*PROMPT 1*
In the rows below, from the line with "Where can you find the tennis player?" up to and including the last row, repeat every line with its request unchanged, increasing each coordinate in the answers by 116. Leave the pictures out of your answer.

# Sherwin Williams Emerald Interior



## Paint Chip (Dec 25, 2013)

Anyone have feed back on this product? Pros, cons etc? I use sherwin basically only for sundries with the exception of duration ext which I use a ton of. I only use regal select interior for walls but got a great price for emerald. Would mostly use the flat. Worth a shot? Thanks!


----------



## PACman (Oct 24, 2014)

Mods? You want to just ban me now?


----------



## Paint Chip (Dec 25, 2013)

Ha! Guess I had that coming!


PACman said:


> Mods? You want to just ban me now?


----------



## I paint paint (May 4, 2014)

Paint Chip said:


> Anyone have feed back on this product? Pros, cons etc? I use sherwin basically only for sundries with the exception of duration ext which I use a ton of. I only use regal select interior for walls but got a great price for emerald. Would mostly use the flat. Worth a shot? Thanks!





PACman said:


> Mods? You want to just ban me now?


Against my better judgement, I'll ask:

He got a great price. He's applying flat to an interior wall. What exact disaster is he in for?


----------



## PACman (Oct 24, 2014)

I paint paint said:


> Against my better judgement, I'll ask:
> 
> He got a great price. He's applying flat to an interior wall. What exact disaster is he in for?


Unless he got it for less then $35 it is still over priced. Other then that no problems. Just hope you don't have to use a bright red. Or green. Or yellow. Or blue. I hear navajo white is making a come back.

And it drags a wee bit.(lol).

And it roller laps a tad.(lol).

And it smells kinda weird.

But it is hard as hell when it cures.

There was that nice enough? Please don't encourage me.


----------



## Paint Chip (Dec 25, 2013)

I actually don't pick the sheens. The client/decorator/or builder does. The rep at sherwin is saying this is the best product they have. I have not liked any products they have given me. (With the exception of ext duration) Thats why I'm asking for others opinions.

*SOURCE MATERIAL*
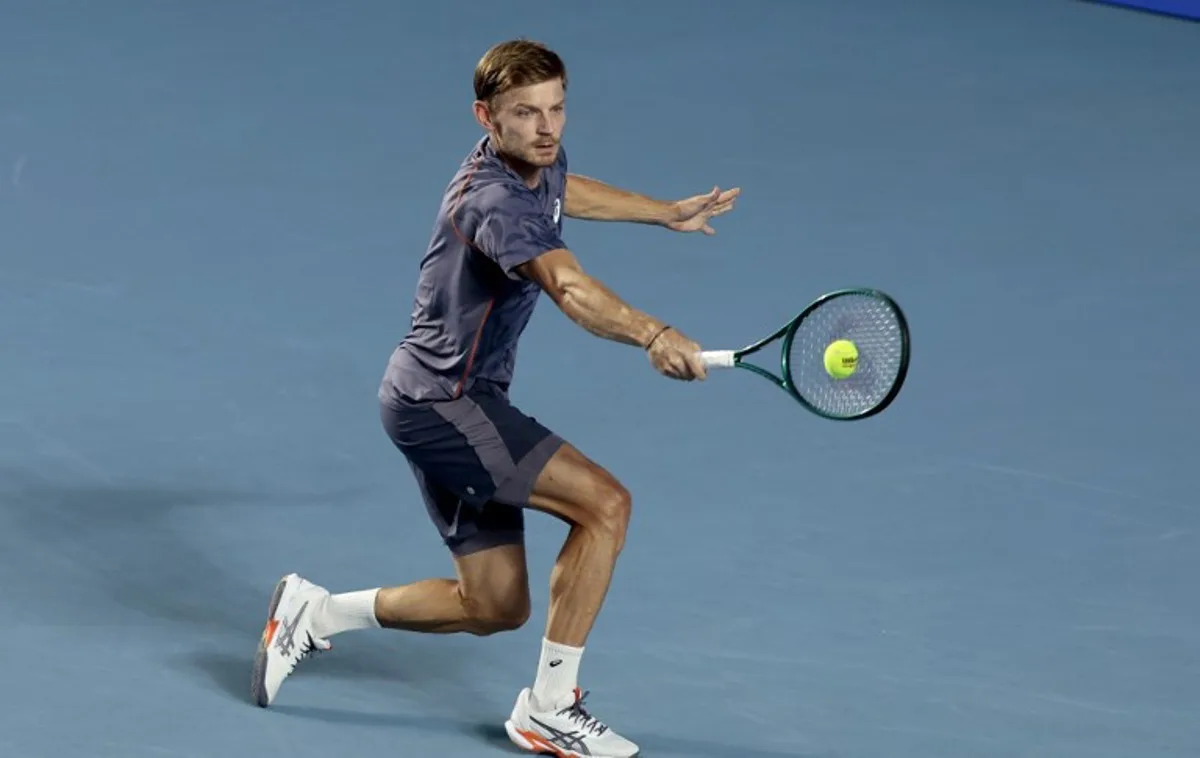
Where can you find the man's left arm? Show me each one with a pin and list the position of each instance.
(592, 199)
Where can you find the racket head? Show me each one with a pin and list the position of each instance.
(877, 326)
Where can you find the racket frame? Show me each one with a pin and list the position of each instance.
(733, 359)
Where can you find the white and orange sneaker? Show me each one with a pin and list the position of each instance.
(568, 732)
(287, 638)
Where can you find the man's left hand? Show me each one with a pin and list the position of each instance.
(693, 214)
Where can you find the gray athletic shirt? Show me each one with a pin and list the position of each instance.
(471, 304)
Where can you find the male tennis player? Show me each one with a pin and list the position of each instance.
(479, 461)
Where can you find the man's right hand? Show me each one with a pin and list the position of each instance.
(675, 355)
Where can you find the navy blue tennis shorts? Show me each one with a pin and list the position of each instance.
(475, 459)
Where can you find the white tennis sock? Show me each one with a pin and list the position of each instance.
(346, 612)
(557, 675)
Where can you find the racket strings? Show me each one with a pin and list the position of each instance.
(875, 329)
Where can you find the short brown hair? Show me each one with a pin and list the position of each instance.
(516, 64)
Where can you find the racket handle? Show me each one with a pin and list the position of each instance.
(718, 359)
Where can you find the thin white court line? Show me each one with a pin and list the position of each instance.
(18, 168)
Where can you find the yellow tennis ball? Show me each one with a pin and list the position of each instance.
(841, 359)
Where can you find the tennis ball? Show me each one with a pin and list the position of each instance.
(841, 359)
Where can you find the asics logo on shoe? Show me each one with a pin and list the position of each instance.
(285, 639)
(567, 740)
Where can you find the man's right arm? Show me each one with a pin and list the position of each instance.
(589, 302)
(592, 305)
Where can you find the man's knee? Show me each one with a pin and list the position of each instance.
(495, 615)
(613, 506)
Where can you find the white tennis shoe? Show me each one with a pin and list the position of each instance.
(568, 732)
(287, 638)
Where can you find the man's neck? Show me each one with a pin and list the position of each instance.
(529, 174)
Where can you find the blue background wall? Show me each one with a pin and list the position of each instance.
(210, 218)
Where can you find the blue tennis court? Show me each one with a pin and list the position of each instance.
(210, 220)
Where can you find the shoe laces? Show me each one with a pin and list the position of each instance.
(580, 715)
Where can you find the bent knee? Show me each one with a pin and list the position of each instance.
(492, 617)
(612, 509)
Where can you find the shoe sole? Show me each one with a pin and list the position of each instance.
(525, 743)
(258, 678)
(534, 744)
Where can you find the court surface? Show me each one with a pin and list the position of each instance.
(210, 220)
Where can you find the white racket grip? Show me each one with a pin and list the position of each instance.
(718, 359)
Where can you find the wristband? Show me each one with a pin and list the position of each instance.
(657, 335)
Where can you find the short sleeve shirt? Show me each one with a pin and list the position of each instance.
(471, 305)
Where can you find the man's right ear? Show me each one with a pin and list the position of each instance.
(483, 114)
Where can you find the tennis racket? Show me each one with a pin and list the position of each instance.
(867, 374)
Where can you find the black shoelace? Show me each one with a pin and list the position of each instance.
(577, 714)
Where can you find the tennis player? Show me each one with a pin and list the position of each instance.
(479, 461)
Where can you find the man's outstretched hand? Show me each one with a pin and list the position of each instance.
(694, 214)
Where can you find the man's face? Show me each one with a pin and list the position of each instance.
(527, 122)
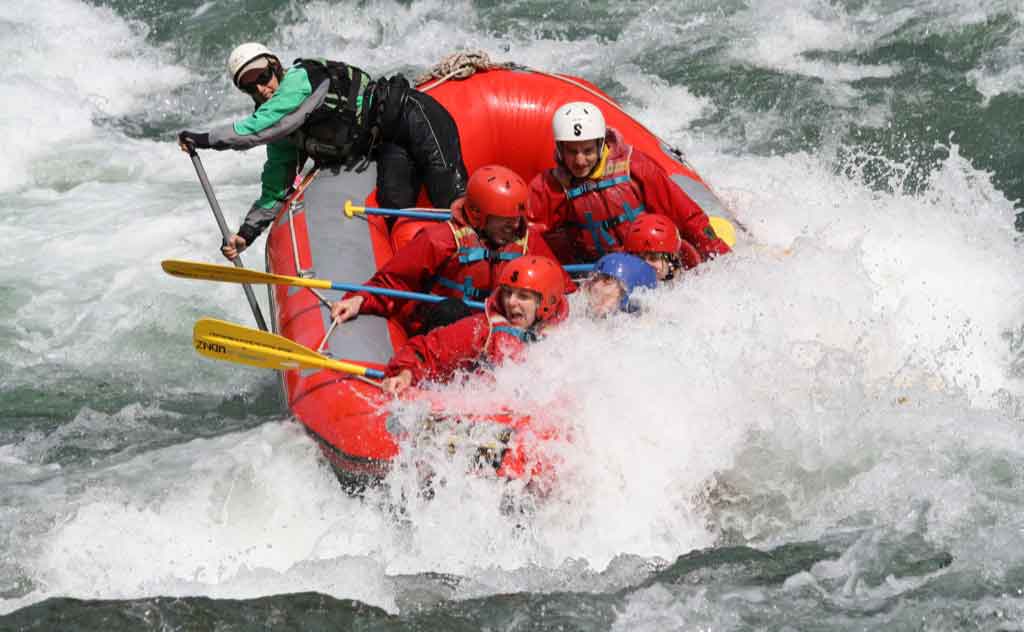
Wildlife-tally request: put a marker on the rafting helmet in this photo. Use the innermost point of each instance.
(539, 275)
(579, 121)
(497, 191)
(652, 233)
(631, 271)
(246, 54)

*PROMPT 2*
Reproduce the paint forum thread from "Unless he got" up to and including "smells kinda weird.", renaming "navajo white" to "antique white".

*REPLY 1*
Where can you find the tennis player? Show me each one with a pin and list the position of each instance.
(595, 577)
Where can you find the man's outstretched hand? Show me each one with a pin and list the position of each instance.
(810, 330)
Where can you find the man's face? Show me each one with a pin and list the position of each instance.
(643, 238)
Wildlife-tally request: put a marker on the rafting helmet in this photo. Use the innermost point of each instance.
(655, 391)
(695, 237)
(613, 307)
(768, 349)
(747, 387)
(362, 170)

*REPLY 2*
Unless he got it for less then $35 it is still over priced. Other then that no problems. Just hope you don't have to use a bright red. Or green. Or yellow. Or blue. I hear antique white is making a come back.

And it drags a wee bit.(lol).

And it roller laps a tad.(lol).

And it smells kinda weird.